--- EXERCISE PROMPT ---
Turn the stretch of rows from the start through the line containing "Target: tree trunk" into a Markdown table with the columns Number and Line, giving each line its own number and skipping blank lines. Leave the pictures out of the table.

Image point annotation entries

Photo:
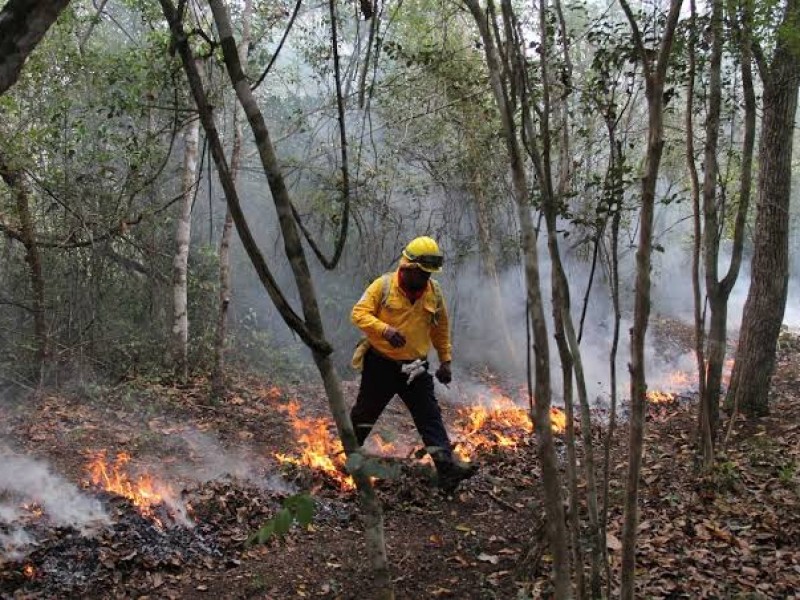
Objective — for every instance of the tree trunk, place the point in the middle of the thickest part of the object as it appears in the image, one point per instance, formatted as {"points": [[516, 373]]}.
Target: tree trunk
{"points": [[655, 76], [180, 262], [554, 509], [23, 24], [220, 338], [16, 181], [766, 298], [482, 212], [311, 331], [704, 431], [709, 401]]}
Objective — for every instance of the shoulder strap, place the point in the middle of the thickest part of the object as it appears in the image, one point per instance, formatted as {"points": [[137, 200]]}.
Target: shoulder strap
{"points": [[387, 285], [437, 292]]}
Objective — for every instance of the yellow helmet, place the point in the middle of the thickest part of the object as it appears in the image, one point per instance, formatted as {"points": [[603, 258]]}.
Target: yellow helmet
{"points": [[424, 252]]}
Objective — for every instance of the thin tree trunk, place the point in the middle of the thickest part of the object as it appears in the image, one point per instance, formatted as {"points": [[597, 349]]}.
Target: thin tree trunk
{"points": [[180, 262], [655, 76], [311, 329], [709, 401], [23, 24], [482, 211], [766, 298], [612, 368], [20, 189], [552, 486], [704, 429], [220, 338]]}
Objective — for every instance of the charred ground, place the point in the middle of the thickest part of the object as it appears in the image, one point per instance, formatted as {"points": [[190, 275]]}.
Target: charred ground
{"points": [[731, 533]]}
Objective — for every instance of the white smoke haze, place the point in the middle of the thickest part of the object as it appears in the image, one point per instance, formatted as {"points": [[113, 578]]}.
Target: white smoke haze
{"points": [[14, 544], [213, 461], [63, 503], [24, 480]]}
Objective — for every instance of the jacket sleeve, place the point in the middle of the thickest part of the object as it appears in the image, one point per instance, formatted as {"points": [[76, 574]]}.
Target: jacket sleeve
{"points": [[365, 312], [440, 335]]}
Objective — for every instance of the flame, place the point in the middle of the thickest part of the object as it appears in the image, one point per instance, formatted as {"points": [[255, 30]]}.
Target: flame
{"points": [[319, 450], [144, 492], [498, 425], [659, 397], [494, 423]]}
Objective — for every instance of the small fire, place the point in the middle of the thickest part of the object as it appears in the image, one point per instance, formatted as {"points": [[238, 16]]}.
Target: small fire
{"points": [[495, 423], [659, 397], [144, 492], [34, 508], [319, 449], [499, 424]]}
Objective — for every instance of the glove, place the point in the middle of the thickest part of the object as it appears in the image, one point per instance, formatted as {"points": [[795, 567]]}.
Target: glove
{"points": [[414, 369], [444, 374], [394, 337]]}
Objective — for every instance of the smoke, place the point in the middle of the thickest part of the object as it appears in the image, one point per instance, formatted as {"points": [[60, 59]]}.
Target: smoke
{"points": [[212, 461], [32, 480], [24, 480]]}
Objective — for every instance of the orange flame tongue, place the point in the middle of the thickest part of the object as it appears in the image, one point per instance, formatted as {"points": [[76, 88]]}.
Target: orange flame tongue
{"points": [[499, 424], [319, 450], [112, 478]]}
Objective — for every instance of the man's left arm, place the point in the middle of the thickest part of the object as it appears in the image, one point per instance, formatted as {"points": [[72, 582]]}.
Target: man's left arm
{"points": [[440, 338]]}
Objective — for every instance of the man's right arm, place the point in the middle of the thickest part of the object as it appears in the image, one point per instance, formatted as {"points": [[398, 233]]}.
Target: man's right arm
{"points": [[364, 315]]}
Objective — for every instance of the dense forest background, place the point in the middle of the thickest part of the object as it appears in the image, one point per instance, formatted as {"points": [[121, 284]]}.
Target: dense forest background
{"points": [[194, 191]]}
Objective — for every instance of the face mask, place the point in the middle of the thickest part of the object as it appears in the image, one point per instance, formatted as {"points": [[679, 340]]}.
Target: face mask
{"points": [[414, 279]]}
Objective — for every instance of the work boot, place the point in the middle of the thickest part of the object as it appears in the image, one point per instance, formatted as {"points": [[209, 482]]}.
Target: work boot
{"points": [[453, 472]]}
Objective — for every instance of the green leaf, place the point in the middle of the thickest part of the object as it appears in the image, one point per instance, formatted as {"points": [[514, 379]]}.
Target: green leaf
{"points": [[375, 467], [283, 521], [354, 462], [304, 511]]}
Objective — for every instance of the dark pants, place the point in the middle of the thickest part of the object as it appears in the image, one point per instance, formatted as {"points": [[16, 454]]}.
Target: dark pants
{"points": [[381, 379]]}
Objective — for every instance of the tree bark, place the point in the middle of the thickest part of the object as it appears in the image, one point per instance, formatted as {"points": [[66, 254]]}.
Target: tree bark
{"points": [[654, 89], [23, 24], [180, 262], [311, 330], [15, 179], [556, 529], [766, 298]]}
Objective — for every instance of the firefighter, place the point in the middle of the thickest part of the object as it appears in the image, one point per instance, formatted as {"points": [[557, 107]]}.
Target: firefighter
{"points": [[402, 314]]}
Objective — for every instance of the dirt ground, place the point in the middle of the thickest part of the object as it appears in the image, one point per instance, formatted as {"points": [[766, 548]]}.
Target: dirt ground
{"points": [[733, 532]]}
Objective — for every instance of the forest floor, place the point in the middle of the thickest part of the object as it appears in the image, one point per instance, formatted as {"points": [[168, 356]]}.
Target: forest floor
{"points": [[733, 532]]}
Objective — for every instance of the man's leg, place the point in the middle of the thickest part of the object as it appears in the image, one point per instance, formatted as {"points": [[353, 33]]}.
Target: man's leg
{"points": [[378, 385], [421, 401]]}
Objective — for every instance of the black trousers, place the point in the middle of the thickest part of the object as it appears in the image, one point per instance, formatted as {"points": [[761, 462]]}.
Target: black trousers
{"points": [[381, 379]]}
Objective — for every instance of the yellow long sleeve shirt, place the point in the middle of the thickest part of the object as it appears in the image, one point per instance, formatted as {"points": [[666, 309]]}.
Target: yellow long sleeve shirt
{"points": [[419, 322]]}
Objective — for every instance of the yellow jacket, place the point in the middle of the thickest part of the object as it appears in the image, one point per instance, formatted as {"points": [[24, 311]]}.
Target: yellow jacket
{"points": [[423, 323]]}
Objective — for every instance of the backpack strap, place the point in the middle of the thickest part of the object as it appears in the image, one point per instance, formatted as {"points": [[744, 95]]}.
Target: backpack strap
{"points": [[387, 285], [437, 292]]}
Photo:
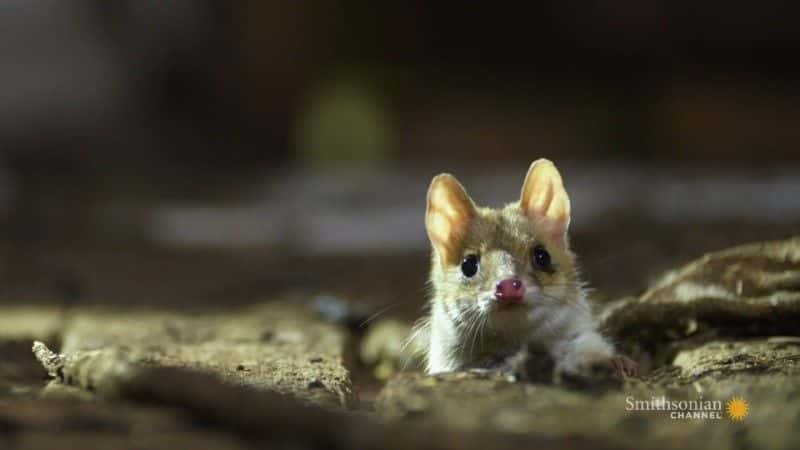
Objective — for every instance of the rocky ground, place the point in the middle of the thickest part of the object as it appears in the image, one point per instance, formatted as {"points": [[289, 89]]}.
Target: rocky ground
{"points": [[299, 372]]}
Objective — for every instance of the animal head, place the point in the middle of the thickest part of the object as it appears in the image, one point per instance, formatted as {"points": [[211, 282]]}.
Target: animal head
{"points": [[499, 264]]}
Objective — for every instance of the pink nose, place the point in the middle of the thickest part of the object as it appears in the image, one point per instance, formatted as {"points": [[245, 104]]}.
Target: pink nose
{"points": [[510, 290]]}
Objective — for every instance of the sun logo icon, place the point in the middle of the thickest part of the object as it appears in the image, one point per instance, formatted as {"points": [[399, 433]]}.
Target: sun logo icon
{"points": [[737, 408]]}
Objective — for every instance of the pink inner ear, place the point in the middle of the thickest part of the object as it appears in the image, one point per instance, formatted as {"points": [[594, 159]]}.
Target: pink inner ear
{"points": [[544, 199], [448, 215]]}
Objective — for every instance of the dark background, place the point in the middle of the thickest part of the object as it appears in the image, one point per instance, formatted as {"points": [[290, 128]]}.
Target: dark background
{"points": [[208, 153]]}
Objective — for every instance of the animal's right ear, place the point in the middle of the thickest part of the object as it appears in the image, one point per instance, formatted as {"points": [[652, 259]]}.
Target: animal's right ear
{"points": [[448, 216]]}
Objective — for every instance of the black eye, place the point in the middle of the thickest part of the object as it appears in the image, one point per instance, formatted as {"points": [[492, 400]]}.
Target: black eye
{"points": [[469, 266], [541, 259]]}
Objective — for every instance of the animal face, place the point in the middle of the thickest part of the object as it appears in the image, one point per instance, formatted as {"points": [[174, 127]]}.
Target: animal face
{"points": [[502, 268]]}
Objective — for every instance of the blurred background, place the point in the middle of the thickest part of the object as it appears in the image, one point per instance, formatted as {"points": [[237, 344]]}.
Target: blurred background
{"points": [[198, 153]]}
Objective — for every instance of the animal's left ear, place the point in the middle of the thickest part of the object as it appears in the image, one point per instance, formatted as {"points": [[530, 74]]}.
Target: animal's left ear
{"points": [[545, 201]]}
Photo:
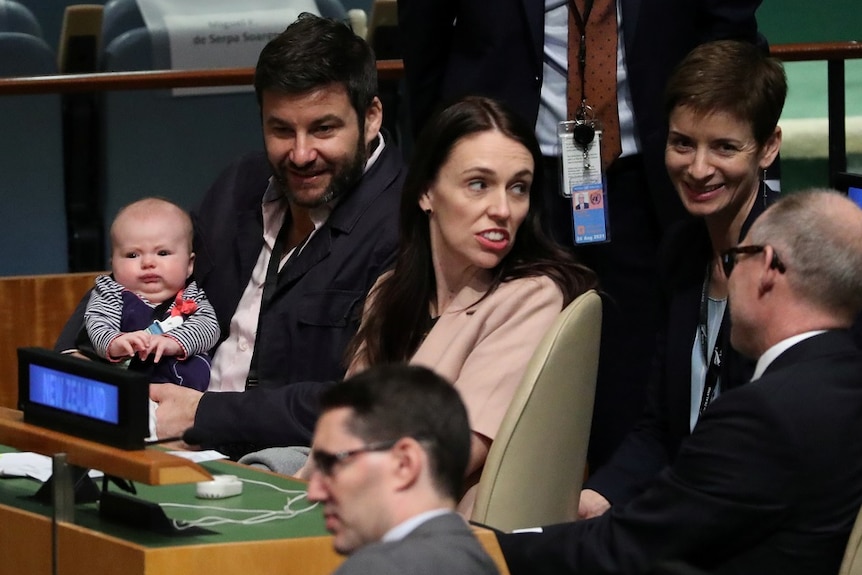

--- FULL SOLUTION ---
| Number | Line |
|---|---|
| 1 | Photo: |
| 2 | Objective — for every instance of the tree trunk, place the point in the middle of the thickest part of the object as it appears in the image, one point per instance, formatted as {"points": [[516, 373]]}. |
| 3 | Target: tree trunk |